#### DOCUMENT
»»

Sunday, May 16, 2010

Words from a Two Year Old, Part One

Silly words and even sillier phrases have been falling out of Madelynn's mouth like half-chewed fishy crackers lately. These are some of my favorites.

I have reached the point in pregnancy where tying my shoes leaves me feeling like I've just participated in a triathlon. While struggling and grunting myself into a pair of chucks, Madelynn said, "Mommy suck." I immediately replied with, "Nuh-uh! You suck!" After mentally kicking my own ass for telling my toddler that she sucks, I realized that Mads was saying that mommy was stuck. She was right, I was stuck and I had to just tuck the laces in. Ever since that proud parenting moment, I've noticed that Madelynn gets suck a lot. Her feet get suck in chair legs, her hair gets suck in hair "qwips" and her toy box gets suck on the door frame. "Suck! Suuuuuck, Mommy!!" You're stuck, gotcha.

Madelynn really likes coffee. Since I've been pregnant, I've switched to decaf, so I'm happy to scoop a couple spoonfuls of coffee into her little plastic play mug. It's "Mmm, good coffee." Jeffrey and I had put Mads to bed one night, and less than ten minutes later she was back in the living room saying, "coffee? Coffee?" Silly girl, we don't drink coffee at night! Get back to bed. "Coffee? In there? In bed? Coffee?" No, you cannot have coffee in bed, go to sleep. Madelynn disapeared into the bedroom, only to return less than 30 seconds later. "Coffee!! In bed!!" I scooped the silly girl up to take her back to bed where I found a HUGE, brown, wet spot. Apparently I had left my coffee cup on the night stand and while Madelynn was chugging it in the dark, she spilled it. It's all so clear now. There's coffee in bed. Duh.

Spilled sippies, dropped toys and scattered yogurt raisins happen. They just do, there's no avoiding it. What should you say when you tip your water cup on the coffee table? "Aw-man. Oops, aw-man. Clean-up! Aw-man."

Madelynn and I fold a ton of laundry. I swear this little family of three goes through more clothes in one day than the Duggars. Mads is always right there to point out the colors of all the clothes and to let me know which one is a shirt, pants, jeans etc. After finishing up one day, I pointed to a pile for Mads to carry into the bedroom. It was a stack of Jeffrey's boxers. While patting the stack, Madelynn said, "Daddy panties. Panties. Daddy. Panties?" Yeah kid, those are Daddy's panties.

Madelynn is a coloring fiend, we could color for hours while singing "Apples and Bananas" over and over again. Babe's favorite colors are "yeddow, gay, purpoh and geene."

««

#### SOURCE EXCERPT
»»

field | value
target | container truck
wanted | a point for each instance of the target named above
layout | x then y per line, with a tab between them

««

Could you write what comes next in the blog post about a two-year-old's funny words, starting right after its last sentence? The lines above are separate material and have nothing to do with the blog post.

Madelynn rushed up to Daddy one day with her pointer finger up yelling, "Boo-goos! Boo-goos Daddy. Boo-goos." She then wiped the boo-goo on Daddy's pant leg. Hmm, I wonder what made her think that boo-goos belong on Daddy's pants... Men are gross.

Mads is a tender soul. She gets distressed when she hears a baby crying, or when she hears Mommy grunt her way off the couch. "Baby cwying. Baby ok? OK?" or "Hurts? Mommy hurts? Boo-boo? Hurts Mommy?" No matter how hard you try to convince her that the baby is OK, or that Mommy doesn't hurt, she'll pat your leg for at least a full minute to make sure you're truly OK.

What's that spot on your shirt, Mads? "Guckies." You mean yuckies? "No. Guckies. Gwohs. Guck."

Mads doesn't like to leave the house unless all family members are involved. It's always, "Daddy come too? Kitty come too?" No, kitty does NOT come too. Ever.

Since I became a whale, I've been using Madelynn as my little gopher. It's just easier to stay sitting on the floor while I send Mads to get the book she wants to read or the toy she wants to play with. Hey, she's young with tons of energy and I'm fat with tons of heartburn. It's only fair. When Mads brings me whatever I've sent her for, she says, "Here. Take it. Take it!" Holy crap, I'm taking it. Madelynn also uses "here" to let you know that she would like whatever you're holding. Picked up some chapstick? "Here!" as she rips it from your hand. Or, "Here!" as she steals your cup of "go-gurt." Who taught her to be so demanding?

I've been working with Mads on please, thank you and you're welcome since before she could even hold her head up. She has been able to say all three for quite some time, but it has only been recently that she remembers to say them at appropriate times, without a ton of Mommy-prompting. Problem is, every time she says "thank you," I quickly answer with "you're welcome." Hearing them together all the time has confused Mads a little, and now when someone gives her a sticker or a lollipop (please stop doing that, BTW), Mads will say, "Thank-oo. Welcome." or even reverse it to "Welcome! Thank-oo." The sticker and lollipop givers think this is just the cutest thing ever, so I haven't been working too hard to fix it for her. If "Thank-oo. Welcome." means an extra sticker, she might want to hang on to the phrase for a while. I might even try it out and see where it gets me.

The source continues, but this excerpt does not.